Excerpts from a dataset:
---------------

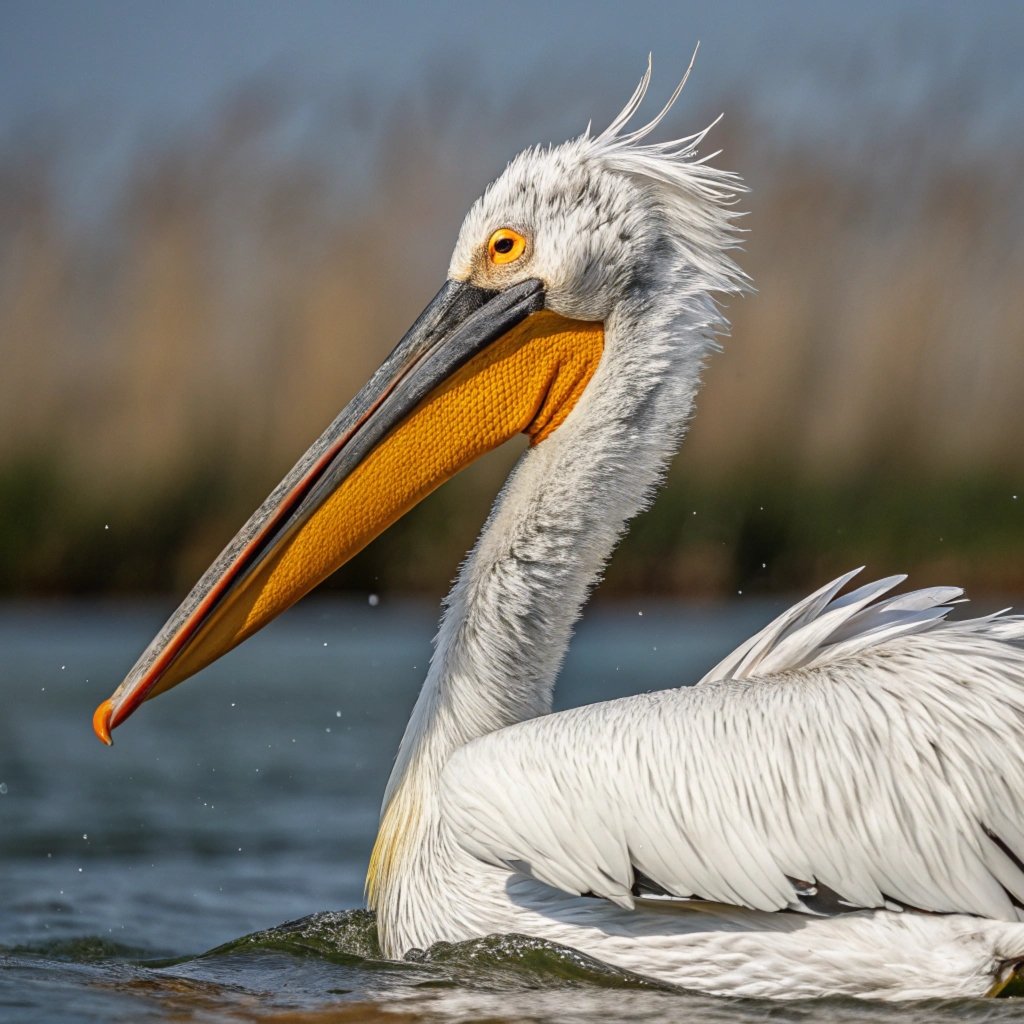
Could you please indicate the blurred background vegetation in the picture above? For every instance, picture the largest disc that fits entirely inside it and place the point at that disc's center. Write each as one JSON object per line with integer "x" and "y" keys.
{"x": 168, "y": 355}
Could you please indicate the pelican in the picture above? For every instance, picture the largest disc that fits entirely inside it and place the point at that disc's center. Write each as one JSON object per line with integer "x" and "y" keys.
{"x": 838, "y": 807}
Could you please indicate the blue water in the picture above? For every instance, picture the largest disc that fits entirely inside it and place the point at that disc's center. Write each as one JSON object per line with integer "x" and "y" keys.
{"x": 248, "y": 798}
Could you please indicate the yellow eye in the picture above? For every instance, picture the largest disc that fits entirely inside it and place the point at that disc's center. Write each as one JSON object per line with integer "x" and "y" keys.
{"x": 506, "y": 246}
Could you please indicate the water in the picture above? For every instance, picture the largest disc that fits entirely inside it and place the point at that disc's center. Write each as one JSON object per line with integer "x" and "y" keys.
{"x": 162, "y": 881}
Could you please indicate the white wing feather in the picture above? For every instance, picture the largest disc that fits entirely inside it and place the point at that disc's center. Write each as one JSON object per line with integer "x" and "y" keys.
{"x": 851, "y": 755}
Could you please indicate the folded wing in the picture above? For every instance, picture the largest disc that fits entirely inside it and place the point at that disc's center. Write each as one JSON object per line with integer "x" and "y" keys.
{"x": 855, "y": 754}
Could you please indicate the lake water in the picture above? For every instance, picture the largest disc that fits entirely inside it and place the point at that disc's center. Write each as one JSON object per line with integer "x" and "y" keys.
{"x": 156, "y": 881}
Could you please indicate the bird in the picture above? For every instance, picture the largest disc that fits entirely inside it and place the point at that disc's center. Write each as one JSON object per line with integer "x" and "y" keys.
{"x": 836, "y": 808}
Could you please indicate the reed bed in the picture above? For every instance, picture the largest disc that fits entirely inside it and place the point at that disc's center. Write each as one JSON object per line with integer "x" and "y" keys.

---------------

▶ [Problem description]:
Apart from the pictures, every line above must be repeated exactly.

▶ [Answer for the task]:
Could you please indicate the blurred background vegetation in the picture above? For every instance, picture the largest disc that fits entirely inside it and place the point at that disc's center. Write each as one JSON object per line with integer "x" and "y" keys.
{"x": 168, "y": 355}
Could you please indicate the pelican in the picture above? For every instance, picture the largest disc that fits entirely inside it and place the point at that disc's center. Write each as one JSON object per line with integer "x" and "y" keys.
{"x": 838, "y": 807}
Could you please indicate the blue water in the picture above? For every instance, picture the largest disc that fits entirely inside it and place the point at that disc's center. Write each as one JSON object per line with integer "x" and "y" keys.
{"x": 248, "y": 798}
Could you please indicate the yellow eye in the picture above? For every instance, picture the largest disc that fits entirely inside it and place the point at that disc's center. Write each as one JSON object per line with integer "x" and "y" keys.
{"x": 506, "y": 246}
Could you please indicate the water in the picture above? For every instance, picture the largest disc that fits entirely inside it and place the point at that disc's center. Write each as one JSON object per line with integer "x" and "y" keys.
{"x": 162, "y": 881}
Could you please indicate the white wing feather in the picture above? For every instance, picture the largest disc that fits entirely inside it and place the point at that disc's center. Write each as one JSON object per line with integer "x" and "y" keys.
{"x": 851, "y": 755}
Could you please indicate the folded wing in the picture above? For every instance, picture the largest disc that fits entirely inside it and place the point at that disc's center. Write each as one JSON object per line with integer "x" and "y" keys.
{"x": 855, "y": 754}
Could you please indicate the lake water in the picture above? For every instance, picture the largest disc that fits entirely inside it and place the point at that disc's center. Write each as one JSON object per line with integer "x" and "y" keys.
{"x": 156, "y": 881}
Could you please indicate the bird in the picture above? For every instance, picture the largest disc that fits entirely inside it and place the point at that disc's center. Write each as one JSON object per line with integer "x" and "y" keys.
{"x": 836, "y": 808}
Could you please indicate the reed bed in the picture above? For every instance, picture the largest disc that fits entirely inside it and place the point at that disc's center. Write each as one JSON object per line with integer "x" and "y" keys.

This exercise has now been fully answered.